**Rows**.
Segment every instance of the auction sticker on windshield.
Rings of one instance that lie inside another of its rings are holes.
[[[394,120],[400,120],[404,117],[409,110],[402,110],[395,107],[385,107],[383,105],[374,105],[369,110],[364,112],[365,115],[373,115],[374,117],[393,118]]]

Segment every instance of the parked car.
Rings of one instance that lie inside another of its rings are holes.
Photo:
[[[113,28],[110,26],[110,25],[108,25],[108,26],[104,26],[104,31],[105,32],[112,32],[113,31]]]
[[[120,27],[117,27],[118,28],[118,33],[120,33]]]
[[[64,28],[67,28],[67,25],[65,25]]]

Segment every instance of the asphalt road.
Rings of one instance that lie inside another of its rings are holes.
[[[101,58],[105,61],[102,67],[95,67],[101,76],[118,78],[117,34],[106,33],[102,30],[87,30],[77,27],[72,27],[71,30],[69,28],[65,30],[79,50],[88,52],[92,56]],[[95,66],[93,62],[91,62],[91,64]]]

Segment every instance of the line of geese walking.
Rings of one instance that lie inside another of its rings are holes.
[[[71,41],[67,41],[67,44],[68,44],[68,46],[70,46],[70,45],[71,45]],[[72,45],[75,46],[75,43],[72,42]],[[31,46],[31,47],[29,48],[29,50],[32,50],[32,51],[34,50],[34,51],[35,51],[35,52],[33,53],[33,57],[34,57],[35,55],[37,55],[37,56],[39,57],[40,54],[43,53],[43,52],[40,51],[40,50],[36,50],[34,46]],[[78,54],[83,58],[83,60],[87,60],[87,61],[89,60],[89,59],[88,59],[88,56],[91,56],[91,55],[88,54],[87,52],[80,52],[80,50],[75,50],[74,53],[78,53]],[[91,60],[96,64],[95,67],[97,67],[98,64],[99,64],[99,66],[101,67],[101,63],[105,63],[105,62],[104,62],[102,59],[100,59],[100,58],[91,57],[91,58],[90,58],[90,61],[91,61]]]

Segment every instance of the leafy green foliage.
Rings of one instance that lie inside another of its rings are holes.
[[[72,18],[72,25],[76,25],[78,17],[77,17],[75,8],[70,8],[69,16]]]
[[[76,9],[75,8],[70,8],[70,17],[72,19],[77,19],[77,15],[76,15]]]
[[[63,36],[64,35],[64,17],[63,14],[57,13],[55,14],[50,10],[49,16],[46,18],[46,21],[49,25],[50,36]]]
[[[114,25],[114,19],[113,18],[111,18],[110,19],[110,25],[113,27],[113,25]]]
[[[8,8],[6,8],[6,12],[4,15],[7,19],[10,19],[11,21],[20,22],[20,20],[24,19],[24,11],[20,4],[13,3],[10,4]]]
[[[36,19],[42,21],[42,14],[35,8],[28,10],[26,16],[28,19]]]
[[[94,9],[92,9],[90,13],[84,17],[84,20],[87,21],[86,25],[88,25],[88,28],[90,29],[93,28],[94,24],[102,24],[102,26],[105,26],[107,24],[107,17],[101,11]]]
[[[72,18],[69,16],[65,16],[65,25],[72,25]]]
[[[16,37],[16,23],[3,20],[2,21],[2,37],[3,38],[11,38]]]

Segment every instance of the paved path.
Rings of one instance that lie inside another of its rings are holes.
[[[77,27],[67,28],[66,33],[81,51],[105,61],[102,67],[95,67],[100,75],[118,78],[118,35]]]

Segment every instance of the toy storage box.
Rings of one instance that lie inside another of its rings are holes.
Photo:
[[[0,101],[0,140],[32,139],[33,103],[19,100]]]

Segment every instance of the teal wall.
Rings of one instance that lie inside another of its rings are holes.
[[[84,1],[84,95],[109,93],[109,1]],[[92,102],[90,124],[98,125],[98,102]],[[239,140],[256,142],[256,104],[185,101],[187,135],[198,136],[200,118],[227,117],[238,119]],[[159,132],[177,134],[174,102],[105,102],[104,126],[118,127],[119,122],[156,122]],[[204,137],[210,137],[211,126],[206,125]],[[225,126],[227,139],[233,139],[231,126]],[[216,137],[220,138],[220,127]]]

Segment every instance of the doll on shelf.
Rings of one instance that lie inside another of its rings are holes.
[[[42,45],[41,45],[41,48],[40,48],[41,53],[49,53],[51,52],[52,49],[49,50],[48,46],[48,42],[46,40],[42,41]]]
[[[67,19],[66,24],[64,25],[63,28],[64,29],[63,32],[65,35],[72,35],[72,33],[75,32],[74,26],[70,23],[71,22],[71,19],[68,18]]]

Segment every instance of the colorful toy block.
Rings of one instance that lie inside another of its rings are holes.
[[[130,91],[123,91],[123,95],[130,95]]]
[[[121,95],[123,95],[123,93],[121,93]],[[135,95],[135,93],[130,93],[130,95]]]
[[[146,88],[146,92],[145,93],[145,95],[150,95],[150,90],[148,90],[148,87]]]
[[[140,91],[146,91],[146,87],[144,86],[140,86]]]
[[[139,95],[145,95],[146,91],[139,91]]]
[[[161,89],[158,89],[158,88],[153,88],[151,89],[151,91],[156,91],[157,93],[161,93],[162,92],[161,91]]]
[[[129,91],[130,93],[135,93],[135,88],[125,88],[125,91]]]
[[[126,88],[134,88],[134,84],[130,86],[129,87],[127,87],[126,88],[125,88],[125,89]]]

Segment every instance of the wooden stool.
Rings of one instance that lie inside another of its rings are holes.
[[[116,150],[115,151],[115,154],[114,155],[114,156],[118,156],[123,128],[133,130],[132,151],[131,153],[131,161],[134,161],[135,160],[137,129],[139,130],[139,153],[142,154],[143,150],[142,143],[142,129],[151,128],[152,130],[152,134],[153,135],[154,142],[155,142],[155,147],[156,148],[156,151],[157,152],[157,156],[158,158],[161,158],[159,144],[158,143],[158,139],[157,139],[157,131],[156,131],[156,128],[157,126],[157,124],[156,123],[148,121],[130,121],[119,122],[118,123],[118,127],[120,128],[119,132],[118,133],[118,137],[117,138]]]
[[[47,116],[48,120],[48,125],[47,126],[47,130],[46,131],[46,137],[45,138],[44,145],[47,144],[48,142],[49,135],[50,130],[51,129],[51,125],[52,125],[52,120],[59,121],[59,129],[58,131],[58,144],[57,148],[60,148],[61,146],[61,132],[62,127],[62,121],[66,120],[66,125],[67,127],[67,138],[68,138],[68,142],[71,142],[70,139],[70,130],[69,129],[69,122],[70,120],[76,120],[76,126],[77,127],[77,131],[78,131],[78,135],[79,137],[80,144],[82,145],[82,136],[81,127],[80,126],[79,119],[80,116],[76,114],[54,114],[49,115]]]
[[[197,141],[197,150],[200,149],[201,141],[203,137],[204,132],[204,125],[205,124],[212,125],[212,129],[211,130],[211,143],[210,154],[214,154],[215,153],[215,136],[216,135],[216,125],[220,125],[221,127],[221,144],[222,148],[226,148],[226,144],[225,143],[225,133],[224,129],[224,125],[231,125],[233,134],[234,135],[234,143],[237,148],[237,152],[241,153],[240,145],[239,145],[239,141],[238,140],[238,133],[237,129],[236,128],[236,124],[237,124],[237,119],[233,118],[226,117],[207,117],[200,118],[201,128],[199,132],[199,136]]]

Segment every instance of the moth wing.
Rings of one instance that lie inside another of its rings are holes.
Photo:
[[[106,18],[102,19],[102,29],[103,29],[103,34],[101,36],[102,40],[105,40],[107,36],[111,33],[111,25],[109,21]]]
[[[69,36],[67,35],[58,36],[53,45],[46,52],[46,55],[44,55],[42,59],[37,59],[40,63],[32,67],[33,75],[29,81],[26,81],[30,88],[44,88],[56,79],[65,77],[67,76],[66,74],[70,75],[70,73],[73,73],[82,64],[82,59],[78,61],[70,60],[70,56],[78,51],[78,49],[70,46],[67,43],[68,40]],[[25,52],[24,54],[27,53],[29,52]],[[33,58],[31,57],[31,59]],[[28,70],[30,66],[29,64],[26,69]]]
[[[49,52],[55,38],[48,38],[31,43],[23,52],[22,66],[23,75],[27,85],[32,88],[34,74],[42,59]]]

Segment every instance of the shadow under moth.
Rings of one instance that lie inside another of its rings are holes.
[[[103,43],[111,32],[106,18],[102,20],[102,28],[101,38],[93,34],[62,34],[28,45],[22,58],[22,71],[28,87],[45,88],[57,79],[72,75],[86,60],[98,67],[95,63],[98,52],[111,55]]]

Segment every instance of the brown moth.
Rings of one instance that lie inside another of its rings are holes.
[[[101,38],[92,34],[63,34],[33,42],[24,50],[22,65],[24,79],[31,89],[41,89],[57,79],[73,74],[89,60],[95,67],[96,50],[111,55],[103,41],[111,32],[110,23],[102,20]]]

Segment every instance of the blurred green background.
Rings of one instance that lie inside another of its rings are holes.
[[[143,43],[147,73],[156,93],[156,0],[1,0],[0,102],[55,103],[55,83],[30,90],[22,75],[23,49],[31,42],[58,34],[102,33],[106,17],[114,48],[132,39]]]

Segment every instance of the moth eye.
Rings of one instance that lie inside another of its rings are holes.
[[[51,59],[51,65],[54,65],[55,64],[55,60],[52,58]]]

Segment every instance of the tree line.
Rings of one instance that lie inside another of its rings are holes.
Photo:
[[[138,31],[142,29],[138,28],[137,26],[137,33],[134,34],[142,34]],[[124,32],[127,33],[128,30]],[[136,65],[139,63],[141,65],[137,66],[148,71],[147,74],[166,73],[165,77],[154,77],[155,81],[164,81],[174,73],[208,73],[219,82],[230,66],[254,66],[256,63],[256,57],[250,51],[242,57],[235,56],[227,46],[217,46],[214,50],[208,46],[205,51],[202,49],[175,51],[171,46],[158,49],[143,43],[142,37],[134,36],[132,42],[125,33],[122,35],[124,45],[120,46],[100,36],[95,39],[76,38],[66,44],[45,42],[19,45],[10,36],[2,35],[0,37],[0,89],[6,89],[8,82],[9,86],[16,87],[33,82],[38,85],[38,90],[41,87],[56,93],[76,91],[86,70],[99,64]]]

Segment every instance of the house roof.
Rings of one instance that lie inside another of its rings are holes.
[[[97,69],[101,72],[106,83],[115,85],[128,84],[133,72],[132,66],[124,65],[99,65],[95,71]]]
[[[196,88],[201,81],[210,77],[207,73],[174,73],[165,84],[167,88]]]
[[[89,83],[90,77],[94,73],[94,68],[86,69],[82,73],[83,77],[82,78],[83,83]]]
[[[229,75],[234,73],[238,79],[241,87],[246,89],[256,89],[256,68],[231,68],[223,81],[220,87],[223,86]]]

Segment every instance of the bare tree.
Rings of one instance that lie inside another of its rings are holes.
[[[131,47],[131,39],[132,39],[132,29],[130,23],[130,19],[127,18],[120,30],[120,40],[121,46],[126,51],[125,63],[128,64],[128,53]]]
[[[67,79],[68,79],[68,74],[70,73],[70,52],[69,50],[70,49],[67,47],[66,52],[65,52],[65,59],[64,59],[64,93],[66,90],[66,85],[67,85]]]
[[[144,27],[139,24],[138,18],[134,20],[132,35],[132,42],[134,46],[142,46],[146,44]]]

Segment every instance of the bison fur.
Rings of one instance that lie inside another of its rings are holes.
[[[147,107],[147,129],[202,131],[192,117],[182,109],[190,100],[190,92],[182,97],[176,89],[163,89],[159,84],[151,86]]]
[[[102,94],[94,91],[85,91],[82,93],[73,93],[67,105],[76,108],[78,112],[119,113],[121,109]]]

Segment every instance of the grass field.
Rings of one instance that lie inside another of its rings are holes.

**Given problem**.
Can you recast the lines from the one containing "Segment every instance of the parked car." through the one containing "[[[64,28],[67,28],[67,25],[65,25]]]", both included, as a Markdown table with columns named Row and Line, numbering each row and leaving out blank lines?

**Exercise solution**.
| Row | Line |
|---|---|
| 1 | Segment every instance of the parked car. |
| 2 | Rings of one instance that lie inside another of its rings are holes. |
| 3 | Photo: |
| 4 | [[[113,28],[110,26],[110,25],[108,25],[108,26],[104,26],[104,31],[105,32],[112,32],[113,31]]] |
| 5 | [[[120,27],[117,27],[118,28],[118,33],[120,33]]] |
| 6 | [[[64,28],[67,28],[67,25],[65,25]]] |